Set task:
Print verbatim the lines of the data below from the one containing "contains blue basketball" through the one containing "412, 246, 478, 339", both included.

Data listing:
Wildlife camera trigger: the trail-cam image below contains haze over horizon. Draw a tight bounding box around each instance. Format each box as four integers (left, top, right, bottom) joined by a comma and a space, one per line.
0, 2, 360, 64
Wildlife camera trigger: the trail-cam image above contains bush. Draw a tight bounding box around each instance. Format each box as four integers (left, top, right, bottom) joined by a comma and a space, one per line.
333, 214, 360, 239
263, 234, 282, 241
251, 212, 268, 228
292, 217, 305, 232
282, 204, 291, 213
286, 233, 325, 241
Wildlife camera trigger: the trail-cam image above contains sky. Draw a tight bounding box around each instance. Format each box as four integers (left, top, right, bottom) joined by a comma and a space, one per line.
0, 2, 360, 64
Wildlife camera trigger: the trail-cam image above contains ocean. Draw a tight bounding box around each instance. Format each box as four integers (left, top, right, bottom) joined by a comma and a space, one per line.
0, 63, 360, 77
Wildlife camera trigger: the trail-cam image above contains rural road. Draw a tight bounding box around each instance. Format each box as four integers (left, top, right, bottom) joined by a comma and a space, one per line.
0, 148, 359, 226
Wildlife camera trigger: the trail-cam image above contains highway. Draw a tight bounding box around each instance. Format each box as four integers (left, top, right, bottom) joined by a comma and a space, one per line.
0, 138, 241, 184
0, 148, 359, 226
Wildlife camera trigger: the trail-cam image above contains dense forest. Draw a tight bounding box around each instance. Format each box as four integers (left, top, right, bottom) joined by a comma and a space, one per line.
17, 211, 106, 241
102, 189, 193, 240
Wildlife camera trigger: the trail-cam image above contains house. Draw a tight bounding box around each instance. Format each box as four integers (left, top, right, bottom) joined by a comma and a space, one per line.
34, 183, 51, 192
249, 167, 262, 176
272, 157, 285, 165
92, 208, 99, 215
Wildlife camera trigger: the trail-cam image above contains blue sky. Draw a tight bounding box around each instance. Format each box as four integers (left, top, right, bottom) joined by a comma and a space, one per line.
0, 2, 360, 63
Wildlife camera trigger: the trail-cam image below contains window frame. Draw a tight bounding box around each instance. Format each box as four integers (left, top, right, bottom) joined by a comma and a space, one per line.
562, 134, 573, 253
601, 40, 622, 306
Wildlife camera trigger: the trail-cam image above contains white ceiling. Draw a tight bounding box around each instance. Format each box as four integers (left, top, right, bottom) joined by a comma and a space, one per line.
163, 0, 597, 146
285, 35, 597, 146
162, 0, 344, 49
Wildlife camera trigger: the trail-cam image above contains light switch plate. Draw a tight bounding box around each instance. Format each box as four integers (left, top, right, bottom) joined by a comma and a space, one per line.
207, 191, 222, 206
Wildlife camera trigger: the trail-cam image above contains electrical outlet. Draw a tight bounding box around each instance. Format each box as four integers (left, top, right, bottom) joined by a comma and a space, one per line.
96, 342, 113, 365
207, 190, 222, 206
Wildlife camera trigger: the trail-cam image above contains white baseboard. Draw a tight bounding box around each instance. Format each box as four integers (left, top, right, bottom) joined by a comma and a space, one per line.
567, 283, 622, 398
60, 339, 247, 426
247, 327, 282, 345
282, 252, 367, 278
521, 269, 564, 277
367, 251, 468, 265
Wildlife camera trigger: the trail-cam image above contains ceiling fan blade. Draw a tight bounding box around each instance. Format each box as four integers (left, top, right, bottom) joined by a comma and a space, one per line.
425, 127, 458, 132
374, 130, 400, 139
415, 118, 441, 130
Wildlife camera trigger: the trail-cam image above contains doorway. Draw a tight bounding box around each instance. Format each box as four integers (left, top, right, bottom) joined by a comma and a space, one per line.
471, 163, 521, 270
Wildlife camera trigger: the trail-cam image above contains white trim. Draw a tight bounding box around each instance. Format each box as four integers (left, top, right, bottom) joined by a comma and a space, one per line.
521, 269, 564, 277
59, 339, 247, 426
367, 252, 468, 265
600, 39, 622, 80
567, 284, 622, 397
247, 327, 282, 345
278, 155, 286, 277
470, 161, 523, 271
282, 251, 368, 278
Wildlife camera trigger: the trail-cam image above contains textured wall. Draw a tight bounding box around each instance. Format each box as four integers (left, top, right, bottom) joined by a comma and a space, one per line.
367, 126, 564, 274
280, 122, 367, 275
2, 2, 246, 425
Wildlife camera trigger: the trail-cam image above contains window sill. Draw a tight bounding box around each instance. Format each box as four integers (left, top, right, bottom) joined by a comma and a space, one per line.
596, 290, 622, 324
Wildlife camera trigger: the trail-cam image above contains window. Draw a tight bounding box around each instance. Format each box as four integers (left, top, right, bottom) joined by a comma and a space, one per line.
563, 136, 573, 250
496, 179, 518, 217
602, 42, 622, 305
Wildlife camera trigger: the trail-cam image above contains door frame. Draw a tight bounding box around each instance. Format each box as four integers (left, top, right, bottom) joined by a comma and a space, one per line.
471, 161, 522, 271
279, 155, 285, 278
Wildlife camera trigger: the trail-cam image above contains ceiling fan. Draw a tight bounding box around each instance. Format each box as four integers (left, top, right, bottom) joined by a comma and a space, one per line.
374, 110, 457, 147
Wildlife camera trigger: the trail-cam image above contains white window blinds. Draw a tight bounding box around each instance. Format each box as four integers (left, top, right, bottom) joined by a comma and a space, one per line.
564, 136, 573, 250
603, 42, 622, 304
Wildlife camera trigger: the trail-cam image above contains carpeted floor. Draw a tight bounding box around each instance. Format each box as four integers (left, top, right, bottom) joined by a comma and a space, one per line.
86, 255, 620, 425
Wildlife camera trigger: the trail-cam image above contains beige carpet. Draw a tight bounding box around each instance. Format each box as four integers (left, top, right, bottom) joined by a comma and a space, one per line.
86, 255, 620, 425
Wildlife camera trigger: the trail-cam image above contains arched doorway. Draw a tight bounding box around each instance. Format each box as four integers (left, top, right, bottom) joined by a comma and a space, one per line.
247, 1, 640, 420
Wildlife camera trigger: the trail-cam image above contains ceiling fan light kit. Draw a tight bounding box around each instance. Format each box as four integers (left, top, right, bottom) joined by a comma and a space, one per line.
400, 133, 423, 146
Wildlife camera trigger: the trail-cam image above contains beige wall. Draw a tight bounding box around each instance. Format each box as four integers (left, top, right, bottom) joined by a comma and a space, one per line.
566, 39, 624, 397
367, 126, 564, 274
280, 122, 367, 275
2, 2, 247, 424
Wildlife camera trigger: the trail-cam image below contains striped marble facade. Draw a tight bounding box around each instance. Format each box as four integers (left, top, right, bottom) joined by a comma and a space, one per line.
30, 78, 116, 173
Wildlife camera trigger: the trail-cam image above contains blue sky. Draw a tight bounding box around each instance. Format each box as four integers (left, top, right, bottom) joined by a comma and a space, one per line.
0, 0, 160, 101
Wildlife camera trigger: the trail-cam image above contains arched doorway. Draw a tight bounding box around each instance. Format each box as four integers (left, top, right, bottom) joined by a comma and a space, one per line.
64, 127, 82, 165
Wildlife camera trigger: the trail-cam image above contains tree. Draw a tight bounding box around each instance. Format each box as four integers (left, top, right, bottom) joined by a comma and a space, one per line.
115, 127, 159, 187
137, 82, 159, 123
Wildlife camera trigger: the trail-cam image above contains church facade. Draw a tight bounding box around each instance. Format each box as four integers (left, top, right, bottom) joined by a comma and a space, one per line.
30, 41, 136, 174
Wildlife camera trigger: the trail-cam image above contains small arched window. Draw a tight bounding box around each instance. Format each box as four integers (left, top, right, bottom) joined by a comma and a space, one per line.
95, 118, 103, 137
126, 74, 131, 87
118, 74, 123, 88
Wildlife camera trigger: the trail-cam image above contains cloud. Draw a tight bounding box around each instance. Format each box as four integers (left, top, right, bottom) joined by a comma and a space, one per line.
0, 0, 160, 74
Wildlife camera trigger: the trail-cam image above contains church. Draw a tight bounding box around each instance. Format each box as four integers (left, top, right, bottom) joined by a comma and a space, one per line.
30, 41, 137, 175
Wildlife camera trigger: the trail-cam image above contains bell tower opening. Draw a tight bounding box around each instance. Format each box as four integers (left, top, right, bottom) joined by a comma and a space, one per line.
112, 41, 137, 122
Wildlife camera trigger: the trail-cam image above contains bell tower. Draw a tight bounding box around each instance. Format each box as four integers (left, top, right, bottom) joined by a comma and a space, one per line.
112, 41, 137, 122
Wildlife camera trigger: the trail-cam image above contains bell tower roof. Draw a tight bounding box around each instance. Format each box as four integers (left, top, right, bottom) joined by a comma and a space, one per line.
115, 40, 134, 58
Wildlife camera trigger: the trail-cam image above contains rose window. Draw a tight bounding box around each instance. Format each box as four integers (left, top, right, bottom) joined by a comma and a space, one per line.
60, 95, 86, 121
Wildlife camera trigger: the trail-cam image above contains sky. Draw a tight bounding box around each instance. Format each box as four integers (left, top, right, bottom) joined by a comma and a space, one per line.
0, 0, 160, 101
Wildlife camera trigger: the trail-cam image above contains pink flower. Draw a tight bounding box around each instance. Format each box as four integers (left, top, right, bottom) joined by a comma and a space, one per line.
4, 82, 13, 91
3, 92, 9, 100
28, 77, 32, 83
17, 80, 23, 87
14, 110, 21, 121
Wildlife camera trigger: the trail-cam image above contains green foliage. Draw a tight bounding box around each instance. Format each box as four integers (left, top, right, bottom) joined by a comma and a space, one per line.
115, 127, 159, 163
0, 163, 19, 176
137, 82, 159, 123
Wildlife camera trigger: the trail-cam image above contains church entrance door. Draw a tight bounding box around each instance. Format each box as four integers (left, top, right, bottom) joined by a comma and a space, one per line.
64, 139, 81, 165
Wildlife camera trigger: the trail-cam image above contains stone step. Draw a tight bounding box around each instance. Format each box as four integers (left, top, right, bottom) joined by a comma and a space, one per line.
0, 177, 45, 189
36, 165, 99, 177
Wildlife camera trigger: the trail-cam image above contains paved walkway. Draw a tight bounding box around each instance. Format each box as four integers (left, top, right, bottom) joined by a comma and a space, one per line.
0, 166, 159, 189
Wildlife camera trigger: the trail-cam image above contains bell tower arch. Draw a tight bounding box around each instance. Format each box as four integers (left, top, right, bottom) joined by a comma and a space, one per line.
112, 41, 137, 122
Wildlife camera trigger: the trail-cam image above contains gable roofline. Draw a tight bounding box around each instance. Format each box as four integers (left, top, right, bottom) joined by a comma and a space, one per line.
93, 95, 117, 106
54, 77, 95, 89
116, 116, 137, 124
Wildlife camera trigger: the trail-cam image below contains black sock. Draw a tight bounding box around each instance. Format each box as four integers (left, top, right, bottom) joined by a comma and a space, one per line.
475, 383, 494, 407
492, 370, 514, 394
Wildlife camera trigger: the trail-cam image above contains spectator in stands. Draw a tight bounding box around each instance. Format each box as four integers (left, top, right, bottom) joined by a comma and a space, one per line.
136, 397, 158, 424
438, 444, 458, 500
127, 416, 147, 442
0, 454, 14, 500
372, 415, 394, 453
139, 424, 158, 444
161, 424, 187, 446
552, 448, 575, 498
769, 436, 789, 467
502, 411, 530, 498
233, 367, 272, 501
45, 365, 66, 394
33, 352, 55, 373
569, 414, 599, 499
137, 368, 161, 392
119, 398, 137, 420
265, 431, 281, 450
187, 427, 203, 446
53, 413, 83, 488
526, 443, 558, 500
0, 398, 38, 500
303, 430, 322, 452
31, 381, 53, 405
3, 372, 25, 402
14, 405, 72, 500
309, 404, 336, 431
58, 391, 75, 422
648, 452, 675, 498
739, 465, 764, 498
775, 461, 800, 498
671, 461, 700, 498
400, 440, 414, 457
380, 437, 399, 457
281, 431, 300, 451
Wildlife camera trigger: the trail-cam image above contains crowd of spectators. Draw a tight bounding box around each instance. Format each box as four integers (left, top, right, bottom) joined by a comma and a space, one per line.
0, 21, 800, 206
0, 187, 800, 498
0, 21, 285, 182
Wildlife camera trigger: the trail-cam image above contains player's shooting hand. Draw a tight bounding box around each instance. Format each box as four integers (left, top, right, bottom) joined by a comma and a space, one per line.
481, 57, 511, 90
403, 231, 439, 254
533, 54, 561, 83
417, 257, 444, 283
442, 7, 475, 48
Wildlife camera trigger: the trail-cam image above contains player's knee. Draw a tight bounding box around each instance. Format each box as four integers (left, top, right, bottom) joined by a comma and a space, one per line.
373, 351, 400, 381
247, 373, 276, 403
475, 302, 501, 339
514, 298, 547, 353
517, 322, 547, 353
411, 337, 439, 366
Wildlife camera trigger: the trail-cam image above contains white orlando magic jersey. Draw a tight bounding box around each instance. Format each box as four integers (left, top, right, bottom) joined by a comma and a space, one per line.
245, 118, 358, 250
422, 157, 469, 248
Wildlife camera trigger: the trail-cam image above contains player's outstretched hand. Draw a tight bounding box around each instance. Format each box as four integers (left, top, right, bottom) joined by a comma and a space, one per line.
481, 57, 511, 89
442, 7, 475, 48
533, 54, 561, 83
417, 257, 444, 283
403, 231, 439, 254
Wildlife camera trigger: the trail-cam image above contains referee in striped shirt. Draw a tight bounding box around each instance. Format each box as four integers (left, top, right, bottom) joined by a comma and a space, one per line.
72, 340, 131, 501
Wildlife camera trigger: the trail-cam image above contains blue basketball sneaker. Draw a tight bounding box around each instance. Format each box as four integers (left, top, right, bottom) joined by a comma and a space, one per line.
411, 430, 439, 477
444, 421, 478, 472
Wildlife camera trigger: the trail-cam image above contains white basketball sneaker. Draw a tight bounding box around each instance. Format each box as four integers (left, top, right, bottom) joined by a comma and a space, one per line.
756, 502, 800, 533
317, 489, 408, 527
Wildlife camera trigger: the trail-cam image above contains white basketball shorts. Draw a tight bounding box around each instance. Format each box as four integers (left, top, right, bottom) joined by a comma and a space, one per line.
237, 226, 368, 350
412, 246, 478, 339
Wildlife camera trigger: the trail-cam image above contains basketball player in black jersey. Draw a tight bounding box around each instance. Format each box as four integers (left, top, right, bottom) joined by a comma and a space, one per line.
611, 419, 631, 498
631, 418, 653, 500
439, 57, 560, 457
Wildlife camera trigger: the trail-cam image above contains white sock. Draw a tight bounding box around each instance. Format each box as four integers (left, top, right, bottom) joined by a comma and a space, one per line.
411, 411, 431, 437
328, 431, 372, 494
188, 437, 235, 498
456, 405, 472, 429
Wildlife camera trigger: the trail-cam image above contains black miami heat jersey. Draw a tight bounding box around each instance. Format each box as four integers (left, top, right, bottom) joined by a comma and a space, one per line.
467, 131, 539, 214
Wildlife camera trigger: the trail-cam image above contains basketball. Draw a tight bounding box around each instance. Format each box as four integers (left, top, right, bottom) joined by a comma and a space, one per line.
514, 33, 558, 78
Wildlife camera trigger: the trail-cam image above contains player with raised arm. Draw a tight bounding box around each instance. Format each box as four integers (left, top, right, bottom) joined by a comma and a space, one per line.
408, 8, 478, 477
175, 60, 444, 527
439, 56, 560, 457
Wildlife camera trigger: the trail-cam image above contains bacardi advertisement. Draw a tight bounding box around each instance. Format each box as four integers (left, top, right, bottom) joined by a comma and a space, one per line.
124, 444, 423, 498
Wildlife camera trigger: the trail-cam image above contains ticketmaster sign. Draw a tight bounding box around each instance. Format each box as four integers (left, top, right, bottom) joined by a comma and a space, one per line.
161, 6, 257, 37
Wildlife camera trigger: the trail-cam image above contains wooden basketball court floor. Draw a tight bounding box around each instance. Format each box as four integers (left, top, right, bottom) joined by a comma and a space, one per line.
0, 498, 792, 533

Correct output:
Wildlife camera trigger: the trail-cam image above contains blue basketball sneaker. Draw a tight bounding box around each instance. Format each box as four integers (left, top, right, bottom) joined by a comma and a space, one per line.
411, 430, 439, 477
444, 421, 478, 472
Wildlife camera trigger: the trail-cam image above contains white basketball sneaker. Draw a tight bounding box around each instance. Format each box as four integers (left, top, right, bottom) joined by a comma and a space, one per line.
756, 502, 800, 533
317, 489, 408, 527
Wildlife camera trigger: the trail-cam image above contains white basketball shorts. Draw a tight bounding box around each instance. Format each box as four integers (left, top, right, bottom) joined by a comma and a space, one per line.
237, 226, 368, 350
412, 246, 478, 339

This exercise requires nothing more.